# DATA IN THIS EXERCISE:
[BEGIN]

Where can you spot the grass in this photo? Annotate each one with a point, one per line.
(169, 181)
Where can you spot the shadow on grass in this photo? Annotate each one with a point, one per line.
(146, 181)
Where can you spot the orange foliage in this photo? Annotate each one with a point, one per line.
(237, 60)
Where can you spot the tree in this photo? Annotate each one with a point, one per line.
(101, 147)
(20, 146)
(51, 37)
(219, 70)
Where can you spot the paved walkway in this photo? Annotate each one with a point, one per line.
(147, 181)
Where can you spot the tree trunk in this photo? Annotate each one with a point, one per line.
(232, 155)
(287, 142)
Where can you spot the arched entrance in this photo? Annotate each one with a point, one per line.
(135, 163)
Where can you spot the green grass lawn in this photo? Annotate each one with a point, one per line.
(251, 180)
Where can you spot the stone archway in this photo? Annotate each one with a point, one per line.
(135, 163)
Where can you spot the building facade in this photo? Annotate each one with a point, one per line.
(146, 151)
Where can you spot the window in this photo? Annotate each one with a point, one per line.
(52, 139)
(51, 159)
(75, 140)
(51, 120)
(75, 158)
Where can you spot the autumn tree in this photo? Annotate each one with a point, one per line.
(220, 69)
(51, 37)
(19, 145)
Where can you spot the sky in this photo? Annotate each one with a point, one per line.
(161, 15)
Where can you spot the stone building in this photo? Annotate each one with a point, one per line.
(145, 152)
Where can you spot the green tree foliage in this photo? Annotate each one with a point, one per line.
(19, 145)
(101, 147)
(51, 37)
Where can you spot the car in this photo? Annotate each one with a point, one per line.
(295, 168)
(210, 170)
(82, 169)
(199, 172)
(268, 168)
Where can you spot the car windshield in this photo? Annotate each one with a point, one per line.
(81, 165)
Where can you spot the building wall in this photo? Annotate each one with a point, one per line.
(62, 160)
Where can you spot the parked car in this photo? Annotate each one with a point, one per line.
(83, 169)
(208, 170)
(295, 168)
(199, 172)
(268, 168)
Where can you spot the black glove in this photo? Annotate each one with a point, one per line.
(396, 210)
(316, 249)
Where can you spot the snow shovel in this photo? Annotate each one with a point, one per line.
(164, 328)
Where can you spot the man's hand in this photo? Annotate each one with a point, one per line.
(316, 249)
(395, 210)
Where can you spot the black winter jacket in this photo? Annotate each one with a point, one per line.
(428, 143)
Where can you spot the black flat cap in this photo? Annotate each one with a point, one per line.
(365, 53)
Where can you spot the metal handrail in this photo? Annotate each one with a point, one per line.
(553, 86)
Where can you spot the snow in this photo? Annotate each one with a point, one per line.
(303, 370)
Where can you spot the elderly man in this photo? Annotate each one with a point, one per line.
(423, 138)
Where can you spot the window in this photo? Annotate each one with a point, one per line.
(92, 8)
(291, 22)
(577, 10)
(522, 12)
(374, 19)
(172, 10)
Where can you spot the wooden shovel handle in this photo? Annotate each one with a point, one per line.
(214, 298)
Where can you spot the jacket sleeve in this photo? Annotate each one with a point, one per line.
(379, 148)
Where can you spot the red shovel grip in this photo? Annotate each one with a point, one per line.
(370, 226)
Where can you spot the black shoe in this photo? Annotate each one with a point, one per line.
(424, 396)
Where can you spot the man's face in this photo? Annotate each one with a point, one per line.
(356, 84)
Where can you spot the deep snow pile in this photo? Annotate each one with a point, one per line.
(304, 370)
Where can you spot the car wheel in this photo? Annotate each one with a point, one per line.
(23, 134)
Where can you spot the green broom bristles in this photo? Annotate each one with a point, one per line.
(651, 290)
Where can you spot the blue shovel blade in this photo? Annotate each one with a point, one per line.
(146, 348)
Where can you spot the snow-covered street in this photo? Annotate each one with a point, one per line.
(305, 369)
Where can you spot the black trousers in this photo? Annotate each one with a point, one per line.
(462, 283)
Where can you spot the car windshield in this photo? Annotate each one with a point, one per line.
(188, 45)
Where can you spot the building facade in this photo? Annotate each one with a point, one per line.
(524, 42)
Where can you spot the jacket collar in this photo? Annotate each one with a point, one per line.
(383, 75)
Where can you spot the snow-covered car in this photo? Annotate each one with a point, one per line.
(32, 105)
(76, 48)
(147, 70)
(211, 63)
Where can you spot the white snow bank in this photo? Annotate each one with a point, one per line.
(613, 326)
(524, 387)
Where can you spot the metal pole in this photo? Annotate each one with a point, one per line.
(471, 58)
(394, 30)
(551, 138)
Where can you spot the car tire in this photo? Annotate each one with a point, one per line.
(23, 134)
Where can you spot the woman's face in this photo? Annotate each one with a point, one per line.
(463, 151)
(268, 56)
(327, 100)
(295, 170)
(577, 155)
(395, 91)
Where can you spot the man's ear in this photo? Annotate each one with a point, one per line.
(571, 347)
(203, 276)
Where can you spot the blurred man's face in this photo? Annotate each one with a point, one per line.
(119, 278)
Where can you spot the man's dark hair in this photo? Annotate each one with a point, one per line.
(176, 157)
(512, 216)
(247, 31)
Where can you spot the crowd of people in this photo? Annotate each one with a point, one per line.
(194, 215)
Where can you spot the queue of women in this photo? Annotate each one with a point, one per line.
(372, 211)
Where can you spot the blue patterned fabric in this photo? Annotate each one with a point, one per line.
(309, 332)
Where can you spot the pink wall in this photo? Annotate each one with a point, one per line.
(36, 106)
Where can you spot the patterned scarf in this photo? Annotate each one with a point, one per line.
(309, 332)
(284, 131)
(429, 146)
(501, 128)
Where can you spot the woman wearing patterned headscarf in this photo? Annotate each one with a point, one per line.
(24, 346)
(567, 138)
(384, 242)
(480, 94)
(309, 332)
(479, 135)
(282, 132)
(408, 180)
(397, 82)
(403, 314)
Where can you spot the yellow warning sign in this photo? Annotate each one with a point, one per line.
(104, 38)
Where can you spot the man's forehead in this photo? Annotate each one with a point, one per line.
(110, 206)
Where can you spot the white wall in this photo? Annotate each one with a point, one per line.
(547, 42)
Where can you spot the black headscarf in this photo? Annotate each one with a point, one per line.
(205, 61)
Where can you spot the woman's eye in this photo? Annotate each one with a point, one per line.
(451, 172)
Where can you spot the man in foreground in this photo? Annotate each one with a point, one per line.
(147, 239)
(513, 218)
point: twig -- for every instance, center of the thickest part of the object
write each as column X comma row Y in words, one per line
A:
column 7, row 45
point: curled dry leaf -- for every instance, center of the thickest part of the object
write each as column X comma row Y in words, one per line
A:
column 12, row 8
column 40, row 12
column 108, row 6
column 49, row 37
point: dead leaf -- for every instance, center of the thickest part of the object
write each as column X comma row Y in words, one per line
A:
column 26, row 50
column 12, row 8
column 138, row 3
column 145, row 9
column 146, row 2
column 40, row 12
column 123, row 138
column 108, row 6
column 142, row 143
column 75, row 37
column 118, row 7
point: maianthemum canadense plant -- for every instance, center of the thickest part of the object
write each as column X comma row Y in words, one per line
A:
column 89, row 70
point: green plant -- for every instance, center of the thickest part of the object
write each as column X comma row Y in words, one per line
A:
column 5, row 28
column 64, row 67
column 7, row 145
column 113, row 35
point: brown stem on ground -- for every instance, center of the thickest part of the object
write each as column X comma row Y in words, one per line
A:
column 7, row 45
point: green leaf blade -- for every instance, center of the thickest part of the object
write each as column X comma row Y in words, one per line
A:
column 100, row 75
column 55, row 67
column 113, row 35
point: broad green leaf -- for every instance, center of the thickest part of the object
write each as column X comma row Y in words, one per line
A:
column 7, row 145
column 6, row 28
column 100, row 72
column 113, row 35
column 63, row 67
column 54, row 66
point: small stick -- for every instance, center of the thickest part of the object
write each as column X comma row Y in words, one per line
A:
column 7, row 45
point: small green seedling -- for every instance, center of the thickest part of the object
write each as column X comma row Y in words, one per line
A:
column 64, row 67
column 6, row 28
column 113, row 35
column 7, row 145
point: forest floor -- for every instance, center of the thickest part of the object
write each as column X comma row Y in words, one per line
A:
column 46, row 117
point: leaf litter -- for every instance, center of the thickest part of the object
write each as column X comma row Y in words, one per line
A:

[END]

# TASK DIRECTIONS:
Please reproduce word for word the lines of the listing above, starting at the line that contains "point: brown stem" and ending at the line that contains "column 54, row 66", both included, and nothing else.

# RESPONSE:
point: brown stem on ground -- for every instance, center of the thickest part of the object
write each as column X comma row Y in words, one per line
A:
column 7, row 45
point: green leaf blade -- for every instance, center of the thickest part of the object
write each as column X comma row Y in words, one per line
A:
column 100, row 75
column 55, row 67
column 113, row 35
point: broad green leaf -- for every instance, center of the thickest part of the object
write each as column X comma row Y in words, one per line
A:
column 7, row 145
column 6, row 28
column 100, row 72
column 113, row 35
column 63, row 67
column 54, row 66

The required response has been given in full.